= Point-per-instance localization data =
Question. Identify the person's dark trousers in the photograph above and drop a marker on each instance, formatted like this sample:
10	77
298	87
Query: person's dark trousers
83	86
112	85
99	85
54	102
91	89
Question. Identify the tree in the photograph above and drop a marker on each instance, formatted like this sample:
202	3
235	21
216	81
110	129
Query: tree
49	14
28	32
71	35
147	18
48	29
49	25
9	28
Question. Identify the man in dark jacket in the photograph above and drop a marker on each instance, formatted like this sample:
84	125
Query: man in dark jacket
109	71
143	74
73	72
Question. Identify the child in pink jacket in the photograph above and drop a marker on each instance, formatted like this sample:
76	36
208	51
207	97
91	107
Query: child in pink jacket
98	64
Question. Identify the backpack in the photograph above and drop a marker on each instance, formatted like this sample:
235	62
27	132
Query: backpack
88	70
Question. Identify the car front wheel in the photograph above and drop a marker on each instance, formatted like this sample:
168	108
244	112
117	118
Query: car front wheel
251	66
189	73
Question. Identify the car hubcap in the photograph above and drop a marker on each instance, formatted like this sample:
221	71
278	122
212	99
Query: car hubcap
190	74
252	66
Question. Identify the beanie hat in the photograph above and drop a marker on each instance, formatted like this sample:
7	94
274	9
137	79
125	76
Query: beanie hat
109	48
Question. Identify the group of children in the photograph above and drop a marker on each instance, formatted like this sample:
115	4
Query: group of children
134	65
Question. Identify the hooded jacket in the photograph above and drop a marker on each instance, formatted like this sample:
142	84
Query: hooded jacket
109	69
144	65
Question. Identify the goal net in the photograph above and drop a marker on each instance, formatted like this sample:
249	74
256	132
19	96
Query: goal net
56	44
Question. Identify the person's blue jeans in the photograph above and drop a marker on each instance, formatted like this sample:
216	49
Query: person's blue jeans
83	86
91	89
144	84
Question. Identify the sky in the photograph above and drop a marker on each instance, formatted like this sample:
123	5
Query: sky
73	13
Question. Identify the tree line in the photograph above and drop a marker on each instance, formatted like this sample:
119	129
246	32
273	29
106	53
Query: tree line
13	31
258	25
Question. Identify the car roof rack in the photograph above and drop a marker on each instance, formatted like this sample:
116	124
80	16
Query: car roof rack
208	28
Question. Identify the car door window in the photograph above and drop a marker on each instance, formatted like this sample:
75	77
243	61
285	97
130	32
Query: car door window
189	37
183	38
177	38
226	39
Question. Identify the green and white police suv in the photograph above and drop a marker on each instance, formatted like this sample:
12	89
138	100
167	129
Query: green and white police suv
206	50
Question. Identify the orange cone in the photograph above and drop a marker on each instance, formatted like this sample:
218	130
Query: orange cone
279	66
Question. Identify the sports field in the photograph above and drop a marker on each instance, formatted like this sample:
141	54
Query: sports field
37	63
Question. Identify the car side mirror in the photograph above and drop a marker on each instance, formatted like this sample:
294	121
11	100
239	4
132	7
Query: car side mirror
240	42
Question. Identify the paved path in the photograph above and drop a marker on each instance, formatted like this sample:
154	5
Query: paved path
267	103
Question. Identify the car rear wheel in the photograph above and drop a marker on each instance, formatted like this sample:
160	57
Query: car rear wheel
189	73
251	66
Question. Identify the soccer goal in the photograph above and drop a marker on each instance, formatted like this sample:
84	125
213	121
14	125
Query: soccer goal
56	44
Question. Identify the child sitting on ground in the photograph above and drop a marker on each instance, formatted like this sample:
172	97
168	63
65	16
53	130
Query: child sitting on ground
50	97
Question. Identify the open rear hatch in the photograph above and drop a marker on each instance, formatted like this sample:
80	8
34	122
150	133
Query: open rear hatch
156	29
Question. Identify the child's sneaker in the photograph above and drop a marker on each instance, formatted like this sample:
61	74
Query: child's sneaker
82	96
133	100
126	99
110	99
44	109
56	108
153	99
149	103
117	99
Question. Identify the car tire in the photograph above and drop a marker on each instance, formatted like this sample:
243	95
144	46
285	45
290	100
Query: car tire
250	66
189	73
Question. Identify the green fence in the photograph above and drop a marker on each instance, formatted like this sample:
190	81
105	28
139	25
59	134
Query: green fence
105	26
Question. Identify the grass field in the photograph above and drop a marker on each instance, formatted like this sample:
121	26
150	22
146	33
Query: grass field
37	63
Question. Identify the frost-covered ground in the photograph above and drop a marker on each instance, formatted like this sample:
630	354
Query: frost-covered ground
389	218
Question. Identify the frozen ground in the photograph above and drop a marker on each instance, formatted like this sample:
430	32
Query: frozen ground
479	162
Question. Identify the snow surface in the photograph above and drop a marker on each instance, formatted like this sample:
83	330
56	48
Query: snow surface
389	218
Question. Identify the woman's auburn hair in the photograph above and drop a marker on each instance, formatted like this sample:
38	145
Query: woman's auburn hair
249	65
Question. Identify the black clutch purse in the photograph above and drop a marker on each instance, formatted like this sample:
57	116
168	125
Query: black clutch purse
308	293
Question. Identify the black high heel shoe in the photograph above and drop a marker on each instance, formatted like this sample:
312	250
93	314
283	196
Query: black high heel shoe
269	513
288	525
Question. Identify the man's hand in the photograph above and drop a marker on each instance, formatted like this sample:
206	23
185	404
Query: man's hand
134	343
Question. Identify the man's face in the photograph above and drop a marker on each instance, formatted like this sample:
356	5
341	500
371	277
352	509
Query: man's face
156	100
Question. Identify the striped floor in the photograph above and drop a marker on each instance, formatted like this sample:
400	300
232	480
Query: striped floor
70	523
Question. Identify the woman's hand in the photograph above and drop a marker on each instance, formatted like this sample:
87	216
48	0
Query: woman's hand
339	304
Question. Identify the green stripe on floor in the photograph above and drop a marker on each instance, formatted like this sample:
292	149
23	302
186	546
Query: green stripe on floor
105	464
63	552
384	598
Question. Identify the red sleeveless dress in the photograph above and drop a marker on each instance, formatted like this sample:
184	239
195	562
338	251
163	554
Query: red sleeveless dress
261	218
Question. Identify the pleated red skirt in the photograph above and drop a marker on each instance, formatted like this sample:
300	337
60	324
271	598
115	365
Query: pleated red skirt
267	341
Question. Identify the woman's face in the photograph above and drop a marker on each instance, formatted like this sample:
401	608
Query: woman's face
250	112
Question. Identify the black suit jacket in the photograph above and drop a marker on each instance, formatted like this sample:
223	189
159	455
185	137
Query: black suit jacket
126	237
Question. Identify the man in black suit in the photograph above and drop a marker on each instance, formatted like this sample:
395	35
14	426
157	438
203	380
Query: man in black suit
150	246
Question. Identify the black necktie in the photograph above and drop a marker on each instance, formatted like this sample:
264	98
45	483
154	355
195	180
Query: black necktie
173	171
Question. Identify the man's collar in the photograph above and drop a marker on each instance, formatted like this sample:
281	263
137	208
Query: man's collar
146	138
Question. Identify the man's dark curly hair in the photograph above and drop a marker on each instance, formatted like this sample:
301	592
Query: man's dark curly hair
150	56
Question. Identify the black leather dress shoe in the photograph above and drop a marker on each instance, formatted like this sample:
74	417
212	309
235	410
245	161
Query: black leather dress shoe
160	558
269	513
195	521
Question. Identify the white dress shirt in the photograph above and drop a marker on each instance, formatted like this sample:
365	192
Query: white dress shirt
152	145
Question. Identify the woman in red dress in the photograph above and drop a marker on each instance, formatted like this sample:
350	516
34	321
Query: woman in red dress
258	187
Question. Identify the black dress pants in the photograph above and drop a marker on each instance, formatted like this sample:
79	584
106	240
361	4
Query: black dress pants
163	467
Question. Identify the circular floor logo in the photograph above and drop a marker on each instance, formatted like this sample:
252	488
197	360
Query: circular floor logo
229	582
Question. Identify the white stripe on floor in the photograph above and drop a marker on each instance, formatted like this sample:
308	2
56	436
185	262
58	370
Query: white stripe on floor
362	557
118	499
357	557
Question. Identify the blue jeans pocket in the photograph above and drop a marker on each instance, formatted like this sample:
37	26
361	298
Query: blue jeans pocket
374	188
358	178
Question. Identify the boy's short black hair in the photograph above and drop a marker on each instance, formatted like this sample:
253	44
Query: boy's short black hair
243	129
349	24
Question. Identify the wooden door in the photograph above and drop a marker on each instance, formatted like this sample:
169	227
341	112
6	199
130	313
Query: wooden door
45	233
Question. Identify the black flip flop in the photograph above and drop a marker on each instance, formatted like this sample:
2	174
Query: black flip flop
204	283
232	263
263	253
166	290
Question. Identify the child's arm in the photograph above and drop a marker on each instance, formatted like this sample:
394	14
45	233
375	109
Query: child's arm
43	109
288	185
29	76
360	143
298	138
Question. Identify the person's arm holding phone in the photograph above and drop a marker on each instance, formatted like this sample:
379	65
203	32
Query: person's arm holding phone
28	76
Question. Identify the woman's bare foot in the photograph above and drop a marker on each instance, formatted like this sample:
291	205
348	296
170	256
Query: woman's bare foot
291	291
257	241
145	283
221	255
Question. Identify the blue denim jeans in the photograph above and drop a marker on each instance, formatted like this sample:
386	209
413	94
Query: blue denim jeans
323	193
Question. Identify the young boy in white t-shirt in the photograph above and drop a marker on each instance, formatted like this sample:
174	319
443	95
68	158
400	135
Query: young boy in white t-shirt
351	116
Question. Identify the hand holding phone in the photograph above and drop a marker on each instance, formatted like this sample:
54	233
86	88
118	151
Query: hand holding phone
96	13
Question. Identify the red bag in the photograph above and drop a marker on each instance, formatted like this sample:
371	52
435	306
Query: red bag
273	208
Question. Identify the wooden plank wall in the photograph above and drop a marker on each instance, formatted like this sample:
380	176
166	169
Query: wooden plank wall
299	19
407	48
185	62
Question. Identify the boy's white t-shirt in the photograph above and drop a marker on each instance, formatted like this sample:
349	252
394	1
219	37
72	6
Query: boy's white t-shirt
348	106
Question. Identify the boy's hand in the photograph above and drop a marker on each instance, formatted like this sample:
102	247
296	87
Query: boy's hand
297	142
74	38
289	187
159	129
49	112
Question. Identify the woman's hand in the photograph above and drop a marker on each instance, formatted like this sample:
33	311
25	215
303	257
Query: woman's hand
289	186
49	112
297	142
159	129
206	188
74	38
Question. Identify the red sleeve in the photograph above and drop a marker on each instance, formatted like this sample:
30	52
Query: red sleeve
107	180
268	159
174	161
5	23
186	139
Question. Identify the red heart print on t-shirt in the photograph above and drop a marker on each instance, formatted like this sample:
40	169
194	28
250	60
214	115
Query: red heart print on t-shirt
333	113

= Your task =
Could you return exactly the lines above from the line with "Question. Identify the woman's auburn" to the line with "Question. Identify the black clutch", both included, and nothing else?

= Written solution =
Question. Identify the woman's auburn hair in the photograph above and drop a marker on each instance, formatted like this sample:
38	145
Query: woman's auburn hair
249	65
Question. Identify the black clutch purse in the photograph above and drop a marker on each instance, formatted like this sample:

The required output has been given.